[EXTRACTED TEXT]
Even based on GPU clusters, early AGI can probably improve inference latency by a few OOMs to 100-1000s of forward passes per second just from low hanging hardware/software improvements. Additional benefits AGI could have are:
1.) Batching. GPUs are great at handling batches rapidly. The AGI can 'think' about 1000 things in parallel. The brain has to operate on batch size 1. Interestingly this is also a potential limitation of a lot of neuromorphic hardware as well.
2.) Direct internal access to serial compute. Imagine you had a python repl in your brain you could query and instantly get responses. Same with instant internal database lookup.
Strongly upvoted, I found this very valuable/enlightening. I think you should make this a top level answer.
"Just like the smartest humans alive only a thousand times faster" is actually presented as a conservative scenario to pump intuition in the right direction. It's almost certainly achievable by known physics, even if it would be very expensive and difficult for us to achieve directly.
An actual superintelligence will be strictly better than that, because its early iterations will design systems better than we can, and later iterations running on those systems will be able to design systems more effective than we can possibly imagine or even properly comprehend if it were explained to us. They might not be strictly faster, but speed is much easier to extrapolate and communicate than actual superhuman intelligence. People can understand what it means to think much faster in a way that they fundamentally can't think of actually being smarter.
So in a way, the actual question asked here is irrelevant. A speedup is just an analogy to try to extrapolate to something - anything - that is vastly more capable than our thought processes. The reality would be far more powerful still in ways that we can't comprehend.
The reality would be far more powerful still in ways that we can't comprehend.
I am unconvinced by this.
I get your broader point though.
That said, I am still curious about how pragmatic speed superintelligences are in practice. I don't think it's an irrelevant question.
Disclaimer
I am very ignorant about machine learning.
Introduction
I've frequently heard suggestions that a superintelligence could dominate humans by thinking a thousand or million times faster than a human. Is this actually a feasible outcome for prosaic ML systems?
Why I Doubt Speed Superintelligence
One reason I think this might not be the case is that the "superpower" of speed superintelligences is faster serial thought. However, I'm under the impression that we're already running into fundamental limits to the serial processing speed and can't really make them go much faster:
Of course the "clock rate" of the human brain is much slower, but it's not like ML models are ever going to run on processors with significantly faster clock rates. Even in 2062, we probably will not have any production processors with > 50 GHz base clock rate (it may well be considerably slower). Rising compute availability for ML will continue to be driven by parallel processing techniques.
GPT-30 would not have considerably faster serial processing than GPT-3. And I'm under the impression that "thinking speed" is mostly a function of serial processing speed?
[/EXTRACTED TEXT]
**AIM OF THE EXERCISE:** Reproduce verbatim the part of the speed superintelligence text between "So in a way, the" and "broader point though.", inclusive.
[DATA SHOWN]
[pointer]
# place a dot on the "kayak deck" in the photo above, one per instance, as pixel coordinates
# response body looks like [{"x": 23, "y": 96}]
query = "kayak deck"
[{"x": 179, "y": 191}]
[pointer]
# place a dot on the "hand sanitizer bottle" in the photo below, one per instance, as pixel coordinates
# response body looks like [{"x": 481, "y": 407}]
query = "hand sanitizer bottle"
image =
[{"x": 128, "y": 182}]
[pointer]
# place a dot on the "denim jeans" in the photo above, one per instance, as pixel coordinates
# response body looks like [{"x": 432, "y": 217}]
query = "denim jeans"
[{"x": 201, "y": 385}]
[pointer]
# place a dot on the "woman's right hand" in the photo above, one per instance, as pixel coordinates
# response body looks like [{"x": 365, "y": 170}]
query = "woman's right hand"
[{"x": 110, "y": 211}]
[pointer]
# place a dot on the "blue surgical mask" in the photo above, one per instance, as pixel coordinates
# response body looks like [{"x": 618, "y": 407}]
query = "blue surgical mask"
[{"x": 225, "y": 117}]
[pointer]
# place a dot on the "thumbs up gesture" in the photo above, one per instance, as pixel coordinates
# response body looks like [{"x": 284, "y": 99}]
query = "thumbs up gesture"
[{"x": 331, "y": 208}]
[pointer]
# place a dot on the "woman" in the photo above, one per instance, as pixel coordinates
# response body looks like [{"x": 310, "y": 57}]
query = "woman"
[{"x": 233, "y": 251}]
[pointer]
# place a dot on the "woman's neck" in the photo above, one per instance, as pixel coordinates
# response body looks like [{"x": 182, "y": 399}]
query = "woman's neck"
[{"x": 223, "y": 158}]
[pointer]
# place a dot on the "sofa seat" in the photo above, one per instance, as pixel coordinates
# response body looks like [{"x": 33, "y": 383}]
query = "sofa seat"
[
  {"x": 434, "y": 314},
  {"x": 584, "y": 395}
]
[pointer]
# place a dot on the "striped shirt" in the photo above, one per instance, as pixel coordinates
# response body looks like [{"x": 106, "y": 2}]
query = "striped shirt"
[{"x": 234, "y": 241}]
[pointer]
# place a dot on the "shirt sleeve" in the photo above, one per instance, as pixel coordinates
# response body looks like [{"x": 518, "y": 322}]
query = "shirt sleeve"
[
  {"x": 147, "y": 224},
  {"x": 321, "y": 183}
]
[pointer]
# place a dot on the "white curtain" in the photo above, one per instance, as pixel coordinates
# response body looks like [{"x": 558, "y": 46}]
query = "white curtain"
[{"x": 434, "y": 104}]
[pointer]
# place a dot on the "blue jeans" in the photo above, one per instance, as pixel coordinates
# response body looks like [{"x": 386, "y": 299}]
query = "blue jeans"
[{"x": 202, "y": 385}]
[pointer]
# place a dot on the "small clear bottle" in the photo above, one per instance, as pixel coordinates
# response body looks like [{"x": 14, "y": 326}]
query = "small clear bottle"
[/DATA SHOWN]
**WRITTEN ANSWER:**
So in a way, the actual question asked here is irrelevant. A speedup is just an analogy to try to extrapolate to something - anything - that is vastly more capable than our thought processes. The reality would be far more powerful still in ways that we can't comprehend.
The reality would be far more powerful still in ways that we can't comprehend.
I am unconvinced by this.
I get your broader point though.